**Problem to work on**
No pictures belong in the copy. Restate the rest of the data exactly.

**Records to use**

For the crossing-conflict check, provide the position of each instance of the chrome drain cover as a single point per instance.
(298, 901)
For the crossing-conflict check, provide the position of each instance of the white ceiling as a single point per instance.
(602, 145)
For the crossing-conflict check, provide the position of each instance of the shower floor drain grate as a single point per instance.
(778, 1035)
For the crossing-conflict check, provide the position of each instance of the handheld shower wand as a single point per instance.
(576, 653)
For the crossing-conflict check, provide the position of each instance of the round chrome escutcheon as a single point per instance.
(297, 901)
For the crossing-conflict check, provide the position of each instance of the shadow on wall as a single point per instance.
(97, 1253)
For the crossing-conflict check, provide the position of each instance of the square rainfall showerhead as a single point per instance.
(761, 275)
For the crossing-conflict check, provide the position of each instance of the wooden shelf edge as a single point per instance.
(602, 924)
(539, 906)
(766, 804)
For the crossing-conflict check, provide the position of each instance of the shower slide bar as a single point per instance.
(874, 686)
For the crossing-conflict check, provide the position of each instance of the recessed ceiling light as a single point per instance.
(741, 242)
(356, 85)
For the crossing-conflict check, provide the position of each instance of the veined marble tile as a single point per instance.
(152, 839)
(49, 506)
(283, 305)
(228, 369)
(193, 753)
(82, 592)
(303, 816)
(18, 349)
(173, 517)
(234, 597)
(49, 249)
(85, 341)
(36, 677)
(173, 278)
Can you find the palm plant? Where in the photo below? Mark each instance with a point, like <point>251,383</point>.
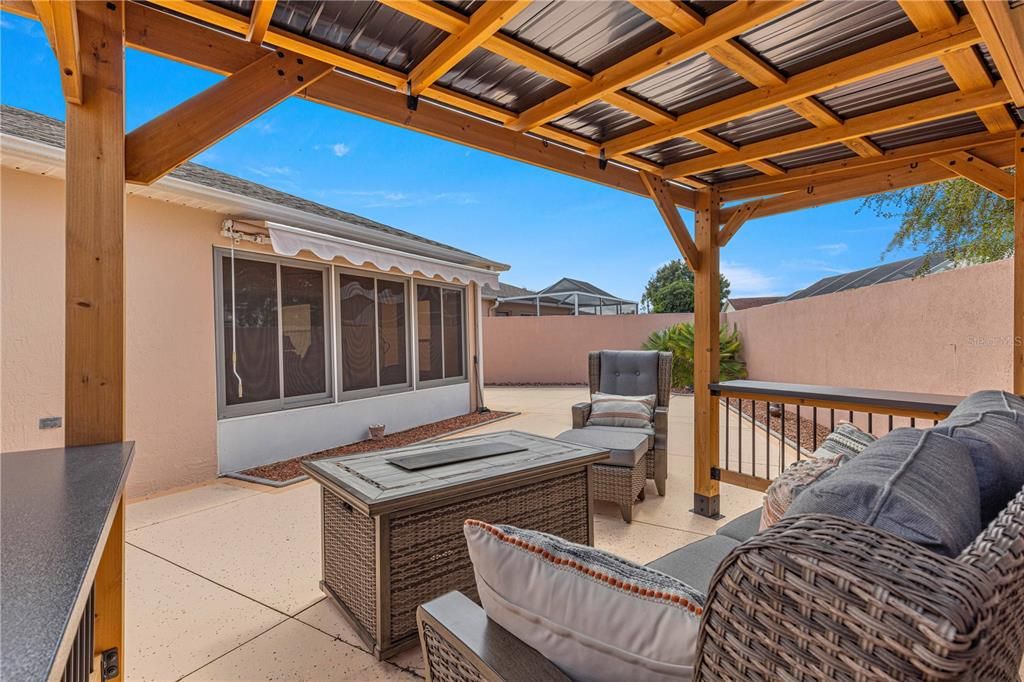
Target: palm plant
<point>678,340</point>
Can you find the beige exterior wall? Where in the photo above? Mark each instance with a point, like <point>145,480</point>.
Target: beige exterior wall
<point>946,333</point>
<point>171,382</point>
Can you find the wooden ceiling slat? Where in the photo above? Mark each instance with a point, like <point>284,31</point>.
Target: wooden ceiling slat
<point>897,53</point>
<point>933,109</point>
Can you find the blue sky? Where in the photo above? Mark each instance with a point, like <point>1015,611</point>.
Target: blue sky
<point>544,224</point>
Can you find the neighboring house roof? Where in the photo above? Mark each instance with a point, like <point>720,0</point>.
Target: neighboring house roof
<point>900,269</point>
<point>753,301</point>
<point>44,130</point>
<point>504,291</point>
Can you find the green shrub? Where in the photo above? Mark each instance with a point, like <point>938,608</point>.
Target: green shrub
<point>678,340</point>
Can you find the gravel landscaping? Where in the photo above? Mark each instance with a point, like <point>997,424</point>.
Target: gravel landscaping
<point>289,469</point>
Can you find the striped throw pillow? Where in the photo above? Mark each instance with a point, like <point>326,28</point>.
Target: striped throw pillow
<point>635,411</point>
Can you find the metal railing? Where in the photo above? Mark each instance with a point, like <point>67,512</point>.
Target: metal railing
<point>766,426</point>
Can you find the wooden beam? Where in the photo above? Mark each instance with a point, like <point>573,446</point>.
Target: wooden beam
<point>1018,283</point>
<point>94,312</point>
<point>978,171</point>
<point>801,178</point>
<point>966,67</point>
<point>720,27</point>
<point>905,174</point>
<point>165,35</point>
<point>162,144</point>
<point>932,109</point>
<point>897,53</point>
<point>1003,30</point>
<point>482,24</point>
<point>736,220</point>
<point>707,317</point>
<point>59,20</point>
<point>259,20</point>
<point>659,193</point>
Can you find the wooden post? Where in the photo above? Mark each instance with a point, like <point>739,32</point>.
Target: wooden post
<point>707,303</point>
<point>94,285</point>
<point>1019,264</point>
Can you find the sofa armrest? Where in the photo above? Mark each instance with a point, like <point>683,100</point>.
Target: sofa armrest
<point>581,413</point>
<point>461,643</point>
<point>819,597</point>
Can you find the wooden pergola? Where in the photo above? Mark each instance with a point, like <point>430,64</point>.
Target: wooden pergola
<point>735,111</point>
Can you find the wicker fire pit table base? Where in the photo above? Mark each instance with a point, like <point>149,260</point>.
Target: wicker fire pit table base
<point>392,531</point>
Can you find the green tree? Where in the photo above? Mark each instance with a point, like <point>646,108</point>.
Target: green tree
<point>955,219</point>
<point>671,289</point>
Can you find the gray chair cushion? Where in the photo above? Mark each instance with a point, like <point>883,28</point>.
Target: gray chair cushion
<point>629,372</point>
<point>995,444</point>
<point>694,564</point>
<point>916,484</point>
<point>647,430</point>
<point>625,449</point>
<point>992,401</point>
<point>742,527</point>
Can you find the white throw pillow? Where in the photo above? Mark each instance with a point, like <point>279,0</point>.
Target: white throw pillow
<point>593,614</point>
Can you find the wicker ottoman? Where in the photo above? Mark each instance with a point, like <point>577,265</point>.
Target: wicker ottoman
<point>621,478</point>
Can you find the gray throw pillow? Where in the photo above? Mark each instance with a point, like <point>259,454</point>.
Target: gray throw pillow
<point>995,444</point>
<point>916,484</point>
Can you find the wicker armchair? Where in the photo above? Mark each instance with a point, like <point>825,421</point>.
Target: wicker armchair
<point>812,598</point>
<point>657,456</point>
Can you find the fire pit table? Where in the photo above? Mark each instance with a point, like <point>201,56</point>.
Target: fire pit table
<point>392,519</point>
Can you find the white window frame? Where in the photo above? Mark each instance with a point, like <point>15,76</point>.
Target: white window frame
<point>225,411</point>
<point>443,381</point>
<point>411,368</point>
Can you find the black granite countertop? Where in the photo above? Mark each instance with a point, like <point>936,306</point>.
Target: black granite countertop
<point>56,507</point>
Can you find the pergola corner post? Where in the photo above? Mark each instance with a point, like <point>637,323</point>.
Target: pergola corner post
<point>707,318</point>
<point>1018,345</point>
<point>94,279</point>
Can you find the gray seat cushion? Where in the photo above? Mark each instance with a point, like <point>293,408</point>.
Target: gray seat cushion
<point>695,563</point>
<point>742,527</point>
<point>625,448</point>
<point>629,372</point>
<point>916,484</point>
<point>1001,402</point>
<point>996,448</point>
<point>647,430</point>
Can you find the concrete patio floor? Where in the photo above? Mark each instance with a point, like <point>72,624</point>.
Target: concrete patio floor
<point>222,578</point>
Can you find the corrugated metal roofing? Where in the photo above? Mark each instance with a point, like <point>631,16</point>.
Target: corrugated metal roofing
<point>900,269</point>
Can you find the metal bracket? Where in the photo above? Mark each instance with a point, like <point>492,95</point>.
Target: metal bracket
<point>110,665</point>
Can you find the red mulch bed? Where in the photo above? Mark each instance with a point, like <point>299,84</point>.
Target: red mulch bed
<point>290,468</point>
<point>806,425</point>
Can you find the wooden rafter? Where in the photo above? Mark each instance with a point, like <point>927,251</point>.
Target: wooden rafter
<point>924,111</point>
<point>259,20</point>
<point>1003,29</point>
<point>801,178</point>
<point>906,174</point>
<point>978,171</point>
<point>165,35</point>
<point>895,54</point>
<point>659,193</point>
<point>732,54</point>
<point>722,26</point>
<point>59,19</point>
<point>736,220</point>
<point>482,24</point>
<point>162,144</point>
<point>965,67</point>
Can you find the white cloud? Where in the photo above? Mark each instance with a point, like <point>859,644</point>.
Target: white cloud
<point>747,281</point>
<point>833,249</point>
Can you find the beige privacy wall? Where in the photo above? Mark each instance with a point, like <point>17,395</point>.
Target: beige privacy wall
<point>946,333</point>
<point>170,365</point>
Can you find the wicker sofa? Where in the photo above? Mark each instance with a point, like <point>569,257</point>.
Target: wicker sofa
<point>813,597</point>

**Result**
For the crossing-conflict check, provide the position of each instance of the chrome drain cover as a single point per instance.
(298, 901)
For the crossing-conflict check, provide the position of each instance of the white ceiling as a single point per instance.
(602, 145)
For the crossing-conflict check, provide the position of each instance of the shower floor drain grate as a single point per instance.
(778, 1035)
For the crossing-conflict check, provide the position of each instance of the handheld shower wand as a single point per instance.
(576, 653)
For the crossing-conflict check, provide the position of each instance of the round chrome escutcheon as a single point per instance.
(297, 901)
For the crossing-conflict check, provide the position of each instance of the shadow on wall as a single point per instance.
(97, 1253)
For the crossing-conflict check, provide the position of each instance of the square rainfall showerhead as a single point per instance.
(761, 275)
For the crossing-conflict check, provide the position of each instance of the wooden shelf edge as a single point per instance.
(602, 924)
(539, 906)
(766, 804)
For the crossing-conflict check, provide the position of each instance of the shower slide bar as a single point per instance.
(874, 686)
For the crossing-conflict check, provide the position of each instance of the recessed ceiling light as a single point per instance.
(741, 242)
(356, 85)
For the crossing-conflict check, provide the position of each instance of the veined marble tile as a single point per instance.
(152, 839)
(49, 506)
(283, 305)
(228, 369)
(193, 753)
(82, 592)
(303, 816)
(18, 349)
(173, 517)
(234, 597)
(49, 249)
(85, 341)
(36, 677)
(173, 278)
Can you find the palm plant? Where in the photo below? Mark each instance with a point, like <point>251,383</point>.
Target: palm plant
<point>678,340</point>
Can you find the beige exterior wall? Where in the photo above? Mark each instance with a point, like <point>145,480</point>.
Target: beige exterior wall
<point>946,333</point>
<point>171,382</point>
Can you find the wooden ceiling slat? Where in the photo above? Mark each instance with a point, like <point>284,31</point>.
Target: wooden ceiling slat
<point>897,53</point>
<point>933,109</point>
Can you find the blue sky? Where in the photo above? Mark each instance with a point, like <point>1015,611</point>.
Target: blue sky
<point>544,224</point>
Can you find the neighboring house roof? Where in the photo above? Mark each instance with a point, like <point>720,0</point>.
Target: neighboring house roof
<point>900,269</point>
<point>753,301</point>
<point>44,130</point>
<point>504,291</point>
Can you find the green shrub? Where in the photo above? Mark each instance with a point, like <point>938,608</point>.
Target: green shrub
<point>678,340</point>
Can you find the gravel landscaping? Where in the photo above? Mark each instance with a point, like <point>997,424</point>.
Target: gravel landscaping
<point>289,469</point>
Can you find the striped throw pillow? Where in the photo above? Mark each instance with a point, like <point>326,28</point>.
Target: striped throw pillow
<point>635,411</point>
Can you find the metal railing? Where in the photo above? Mark each instance with a point, like <point>67,512</point>.
Target: metal railing
<point>766,426</point>
Can you find the wooden beam? Where in the photo above? Mark each instance with a point, like <point>573,446</point>.
Target: wooden beam
<point>1018,283</point>
<point>94,312</point>
<point>978,171</point>
<point>801,178</point>
<point>966,67</point>
<point>720,27</point>
<point>905,174</point>
<point>165,35</point>
<point>162,144</point>
<point>932,109</point>
<point>897,53</point>
<point>1003,30</point>
<point>482,24</point>
<point>736,220</point>
<point>707,317</point>
<point>59,20</point>
<point>259,20</point>
<point>659,193</point>
Can you find the wooden post? Where in the photo above? Mark each instance with a point, like <point>739,32</point>.
Target: wooden post
<point>707,303</point>
<point>94,285</point>
<point>1019,264</point>
Can you find the sofa armrest? Where in the photo above? Mark each instance with a point, like <point>683,100</point>.
Target: sofa armrest
<point>581,413</point>
<point>461,643</point>
<point>819,597</point>
Can you find the wooden pergola? Where in the photo above? Mark each instance with a point, like <point>430,64</point>.
Target: wooden pergola
<point>735,111</point>
Can you find the wicker fire pit table base? Where in the photo above? Mark each instance with a point, like <point>149,260</point>.
Target: wicker fire pit table base
<point>392,531</point>
Can you find the green tree? Where in the photo above? Mark each instance with a point, like <point>646,108</point>.
Target: green tree
<point>955,219</point>
<point>671,289</point>
Can you find the gray chair cushion? Where in the photo above? Mark each instance with a point, like <point>883,28</point>.
Target: gray chair cushion
<point>629,372</point>
<point>995,444</point>
<point>694,564</point>
<point>916,484</point>
<point>647,430</point>
<point>625,449</point>
<point>992,401</point>
<point>742,527</point>
Can you find the white throw pillow? Where in the photo above? Mark each instance with a point, like <point>279,0</point>.
Target: white throw pillow
<point>593,614</point>
Can you find the wicker ottoman? Where in the photo above? Mark each instance with a point, like <point>577,265</point>.
Target: wicker ottoman
<point>621,478</point>
Can you find the gray throw pillow? Where in the photo above? Mark each instance with a point, like <point>259,454</point>.
Target: gray throw pillow
<point>995,444</point>
<point>916,484</point>
Can you find the wicker armchair? Where in the photo above? Mark each instance with a point, like <point>825,421</point>.
Target: wicker armchair
<point>812,598</point>
<point>657,456</point>
Can you find the fire pit table? Where in the photo above? Mark each instance with a point, like <point>201,56</point>.
Target: fire pit table
<point>392,519</point>
Can you find the white window frame? Where in the photo above? Mark each instance with a point, like <point>15,76</point>.
Target: white window frame
<point>225,411</point>
<point>443,381</point>
<point>411,368</point>
Can you find the black granite countertop? Where in the photo above? Mark each instance with a point, like <point>936,306</point>.
Target: black granite countertop
<point>56,507</point>
Can you find the pergola corner post? Where in the photo above? Mark each instance with a point, like <point>637,323</point>.
Target: pergola corner post
<point>707,318</point>
<point>1018,345</point>
<point>94,279</point>
Can you find the gray seat cushion? Where in the photo above? Mark each instance with a point, like <point>293,408</point>.
Target: gray seat cushion
<point>695,563</point>
<point>742,527</point>
<point>625,448</point>
<point>629,372</point>
<point>916,484</point>
<point>1001,402</point>
<point>996,448</point>
<point>647,430</point>
Can you find the concrete patio floor? Where in the photo above? Mark each instance with a point, like <point>72,624</point>.
Target: concrete patio floor
<point>222,578</point>
Can you find the corrugated metal roofing? Where in the photo above? Mark each instance with a point, like <point>631,16</point>.
Target: corrugated metal roofing
<point>900,269</point>
Can you find the metal bracket? Where in the photo above? Mark each instance with a point, like <point>492,95</point>.
Target: metal bracket
<point>110,665</point>
Can you find the red mulch bed? Where in the photo above? Mark each instance with a point, like <point>299,84</point>.
Target: red mulch bed
<point>290,468</point>
<point>806,425</point>
Can you find the wooden rafter? Where in the photo above? Mark each instance with a point, like <point>927,251</point>.
Target: wooden rafter
<point>924,111</point>
<point>259,20</point>
<point>1003,29</point>
<point>801,178</point>
<point>906,174</point>
<point>978,171</point>
<point>165,35</point>
<point>895,54</point>
<point>659,193</point>
<point>732,54</point>
<point>722,26</point>
<point>59,19</point>
<point>736,220</point>
<point>482,24</point>
<point>162,144</point>
<point>965,67</point>
Can you find the white cloud? Where in the photo above? Mark each instance with a point, like <point>859,644</point>.
Target: white cloud
<point>747,281</point>
<point>833,249</point>
Can you find the beige privacy wall? Where in the photo above? Mark each instance with a point, like <point>17,395</point>.
Target: beige privacy wall
<point>946,333</point>
<point>170,365</point>
Can you find the wicker sofa? Where in the photo above? Mark each instance with a point, like <point>569,257</point>.
Target: wicker sofa
<point>813,597</point>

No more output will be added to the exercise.